# SELECTED PASSAGE
-- START --

Vouchers, it may seem, are an idea whose time has come. The proposal to give parents a voucher for the cost of their children's annual education, which they can "spend" at the school of their choice (private or state), is not only Tory policy, it is also finding favour in No 10. Andrew Adonis, one of Tony Blair's top advisers, has recently visited Milwaukee, Wisconsin, the Mecca for both US and British voucher advocates. John Norquist, mayor of Milwaukee, has paid a return visit to London.
I, too, admire the Milwaukee voucher scheme - known as the Milwaukee Parental Choice Program. But is it transferable to Britain? It exclusively serves low-income families; only children from households with incomes of less than 75 per cent above the poverty line are eligible. The voucher pays private schools about two-thirds the per pupil amount used in the local state schools. The private schools cannot ask the parents for anything extra.
The schools must abide by other regulations. They are not allowed to select among the voucher applicants. They cannot discriminate on the basis of religious affiliation, race or even past achievement or behaviour record. They can reject children with special needs only if they do not already have paying children with that particular need on the school roll. If a school has more voucher applicants than it has places for them, it must choose by lottery (subject to the ubiquitous rule that siblings have preference).
All this is admirable. But US private schools can abide by these regulations because they are very different from Britain's. Many private Catholic schools, for example, have a social justice mission and welcome the opportunity to teach low-income and low-achieving children. They can also afford to operate at two-thirds the cost of the state schools because spending per pupil in US private schools averages half the spending in the US state sector. In Britain, by contrast, private schools spend something more than twice as much per pupil. Do British voucher advocates seriously expect Eton, Winchester and the City of London School to educate all-comers at two-thirds the cost of state schools? Frankly, British private schools are not good enough. They want the cheapest, easiest children to educate, which is why they preserve so fiercely "control over the admissions process".

-- END --

# SUPPLIED MATERIAL
-- START --

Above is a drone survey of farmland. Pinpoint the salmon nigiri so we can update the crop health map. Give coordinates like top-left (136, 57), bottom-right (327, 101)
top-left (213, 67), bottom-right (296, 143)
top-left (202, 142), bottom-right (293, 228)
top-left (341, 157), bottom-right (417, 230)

-- END --

# SHORT PROBLEM
Set down word for word the stretch of the school-vouchers passage that begins at "Vouchers, it may" and stops after "visit to London.".

# ANSWER IN FULL
Vouchers, it may seem, are an idea whose time has come. The proposal to give parents a voucher for the cost of their children's annual education, which they can "spend" at the school of their choice (private or state), is not only Tory policy, it is also finding favour in No 10. Andrew Adonis, one of Tony Blair's top advisers, has recently visited Milwaukee, Wisconsin, the Mecca for both US and British voucher advocates. John Norquist, mayor of Milwaukee, has paid a return visit to London.